▸ EXCERPT:
---

Ex Libras

Oct 01, 2012 19:53

Birthday celebrations continued last weekend, and everything came in pairs.

People Celebrating a Birthday: Rob and Jesse

Movies: Looper (amazing!) and Pitch Perfect (super fun)

Concerts: David Byrne and St. Vincent, Dum Dum Girls (more on these TK)

Boxes of Birthday Cake Oreos consumed: 2

Eventually there will be photos, but, until then, here are the movies I saw in September.

Lawless: B-
Lawless was a fun collection of scenes that I enjoyed individually, but didn't add up to much of a whole. As always, I really got a kick out of Tom Hardy. Instead of doing a Bane voice and a Bane walk, he had this funny little grunt he would do that made me laugh every time. Unfortunately, the movie is mostly about Shia LeBoeuf, who really doesn't capture my attention despite being a competent actor. He has a romance with Mia Wasikowska-my Alice!-but it's more pleasant than dramatic. Then, off to the side amid all of this easy charm, Guy Pierce is off being crazypants. It was all fine without being thrilling. At the end of summer, it was nice to see a movie with real actors and real performances instead of nonstop action sequences (hello, Expendables), but I wouldn't go out of my way to watch it again. Boardwalk Empire is definitely where I get my fix for stories about the bootlegging biz.

---

▸ ENTRIES:

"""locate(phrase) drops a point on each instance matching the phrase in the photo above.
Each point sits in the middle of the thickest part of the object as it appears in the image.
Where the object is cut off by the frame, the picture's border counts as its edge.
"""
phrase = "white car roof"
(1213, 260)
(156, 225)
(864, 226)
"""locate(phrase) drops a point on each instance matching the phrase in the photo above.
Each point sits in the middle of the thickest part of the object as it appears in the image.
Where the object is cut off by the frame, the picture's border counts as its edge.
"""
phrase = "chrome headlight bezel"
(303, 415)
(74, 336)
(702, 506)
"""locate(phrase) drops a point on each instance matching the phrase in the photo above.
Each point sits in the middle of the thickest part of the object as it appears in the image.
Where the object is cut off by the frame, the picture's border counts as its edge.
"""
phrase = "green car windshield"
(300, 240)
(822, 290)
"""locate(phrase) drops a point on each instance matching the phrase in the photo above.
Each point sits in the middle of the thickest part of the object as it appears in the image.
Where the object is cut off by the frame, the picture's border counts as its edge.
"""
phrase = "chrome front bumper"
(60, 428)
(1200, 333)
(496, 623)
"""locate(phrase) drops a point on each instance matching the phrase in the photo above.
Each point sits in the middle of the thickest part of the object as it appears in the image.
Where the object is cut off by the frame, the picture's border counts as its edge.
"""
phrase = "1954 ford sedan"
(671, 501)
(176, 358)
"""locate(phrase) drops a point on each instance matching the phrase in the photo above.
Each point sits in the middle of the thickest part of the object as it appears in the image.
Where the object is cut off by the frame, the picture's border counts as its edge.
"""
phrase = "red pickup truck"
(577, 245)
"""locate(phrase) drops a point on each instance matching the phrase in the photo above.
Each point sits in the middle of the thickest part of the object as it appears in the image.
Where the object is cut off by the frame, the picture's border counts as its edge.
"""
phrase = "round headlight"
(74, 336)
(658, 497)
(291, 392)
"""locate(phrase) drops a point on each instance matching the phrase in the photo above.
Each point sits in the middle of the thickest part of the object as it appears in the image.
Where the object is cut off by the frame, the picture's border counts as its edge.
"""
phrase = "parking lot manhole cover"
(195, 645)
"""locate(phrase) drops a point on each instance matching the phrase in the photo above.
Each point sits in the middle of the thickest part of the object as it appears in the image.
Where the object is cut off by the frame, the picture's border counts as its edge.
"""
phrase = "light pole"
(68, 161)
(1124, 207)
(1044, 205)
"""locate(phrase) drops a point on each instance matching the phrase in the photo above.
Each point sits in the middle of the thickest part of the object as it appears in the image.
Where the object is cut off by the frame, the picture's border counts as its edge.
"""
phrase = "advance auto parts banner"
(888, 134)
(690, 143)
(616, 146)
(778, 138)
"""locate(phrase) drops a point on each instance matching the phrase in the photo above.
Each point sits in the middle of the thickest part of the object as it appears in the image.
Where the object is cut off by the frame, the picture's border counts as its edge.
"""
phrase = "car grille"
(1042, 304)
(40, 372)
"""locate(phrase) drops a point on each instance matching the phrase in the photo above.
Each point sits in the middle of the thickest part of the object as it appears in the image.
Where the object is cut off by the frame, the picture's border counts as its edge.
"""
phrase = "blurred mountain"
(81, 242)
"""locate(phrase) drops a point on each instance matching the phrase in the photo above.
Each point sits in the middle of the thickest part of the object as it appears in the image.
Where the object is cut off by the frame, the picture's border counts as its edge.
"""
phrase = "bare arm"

---

▸ EXERCISE SET:
**A)** Reproduce the blog post from "Oct 01, 2012" to "on these TK)", word for word.
**B)** What grade does the blog post give Lawless?

▸ LIST OF SOLUTIONS:
**A)**
Oct 01, 2012 19:53

Birthday celebrations continued last weekend, and everything came in pairs.

People Celebrating a Birthday: Rob and Jesse

Movies: Looper (amazing!) and Pitch Perfect (super fun)

Concerts: David Byrne and St. Vincent, Dum Dum Girls (more on these TK)

**B)** B-